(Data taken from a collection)
○ ○ ○ ○ ○
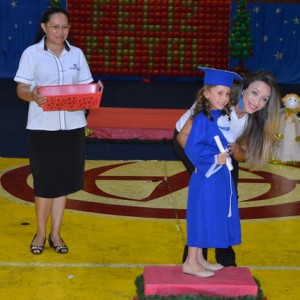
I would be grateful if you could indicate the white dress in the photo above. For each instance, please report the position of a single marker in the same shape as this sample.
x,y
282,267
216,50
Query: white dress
x,y
287,146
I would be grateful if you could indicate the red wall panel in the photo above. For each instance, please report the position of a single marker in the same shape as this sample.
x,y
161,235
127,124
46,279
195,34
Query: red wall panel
x,y
151,37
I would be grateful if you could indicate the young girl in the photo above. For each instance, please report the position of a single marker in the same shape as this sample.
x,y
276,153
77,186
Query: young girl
x,y
212,210
254,120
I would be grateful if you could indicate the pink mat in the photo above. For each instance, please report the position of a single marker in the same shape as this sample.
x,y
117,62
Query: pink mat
x,y
133,123
170,280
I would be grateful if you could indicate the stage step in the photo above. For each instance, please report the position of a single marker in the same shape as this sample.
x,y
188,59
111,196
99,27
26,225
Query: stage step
x,y
133,123
170,280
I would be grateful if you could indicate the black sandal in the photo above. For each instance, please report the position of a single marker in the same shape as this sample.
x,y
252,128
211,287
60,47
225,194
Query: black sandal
x,y
59,249
37,249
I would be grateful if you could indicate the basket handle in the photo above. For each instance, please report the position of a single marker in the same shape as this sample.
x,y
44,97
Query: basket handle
x,y
100,86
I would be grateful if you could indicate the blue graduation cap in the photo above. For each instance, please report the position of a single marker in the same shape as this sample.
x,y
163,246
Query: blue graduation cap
x,y
219,77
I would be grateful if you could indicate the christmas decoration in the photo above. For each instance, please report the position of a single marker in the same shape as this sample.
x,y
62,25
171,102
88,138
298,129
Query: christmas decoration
x,y
240,37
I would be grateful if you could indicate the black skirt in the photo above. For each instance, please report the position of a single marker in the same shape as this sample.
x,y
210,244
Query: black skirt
x,y
57,161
○ ○ ○ ○ ○
**OBJECTIVE**
Could you reproduce these records with every "single marker" replaced by "single point", changing nothing else and leaving the pictures out?

**COMPLETED EXERCISE**
I would be grateful if you could indicate the white dress in the photo above. For each instance, please report the position of a single point in the same shape as this sample.
x,y
282,267
216,50
Query: white dress
x,y
287,146
I would be grateful if you could indicate the red wall panel in the photo above. For each instance, please report the position of a single point in the same shape as this sample.
x,y
161,235
127,124
46,279
195,34
Query: red wall panel
x,y
151,37
I would be grateful if you could indicate the young girl in the photo above. For each instance, please report the position of a single point in the same shape as this sample.
x,y
276,153
77,186
Query: young girl
x,y
212,210
254,120
I would be grateful if you could indicate the pink mat in the photo above. For each instance, please report the position of a single point in the same shape as this sample.
x,y
117,62
Query: pink mat
x,y
133,123
170,280
I would be grateful if you could indicate the stage step in the photo above. For each instance, please report the position of a single point in the same shape as this sample.
x,y
188,59
111,196
99,27
26,225
Query: stage step
x,y
133,123
170,280
I would be grateful if you could indicate the black sandal in the photo above. For each instance, please report the position of a single point in the same shape as this sample.
x,y
252,128
211,287
60,47
225,194
Query: black sandal
x,y
59,249
37,249
I would be grateful if you could indicate the basket handle in the photo above. For each instance, please report the position of a single point in the same shape as this sample.
x,y
44,97
Query: basket handle
x,y
100,86
I would be grateful if you could indicate the blue graduation cap in the photo above. For each instance, please report the position of a single point in the same shape as this sample.
x,y
163,246
Query: blue graduation cap
x,y
219,77
I would be grateful if you could indicate the christmas decoration in the photo above. For each instance, please report the position of a single point in the same shape as this sample.
x,y
62,25
171,102
88,138
298,129
Query: christmas decoration
x,y
240,37
I would be grateful if you could indicate the black skirt in the photo above. For each instance, please report the position of a single point in the same shape as this sample.
x,y
210,244
Query: black skirt
x,y
57,161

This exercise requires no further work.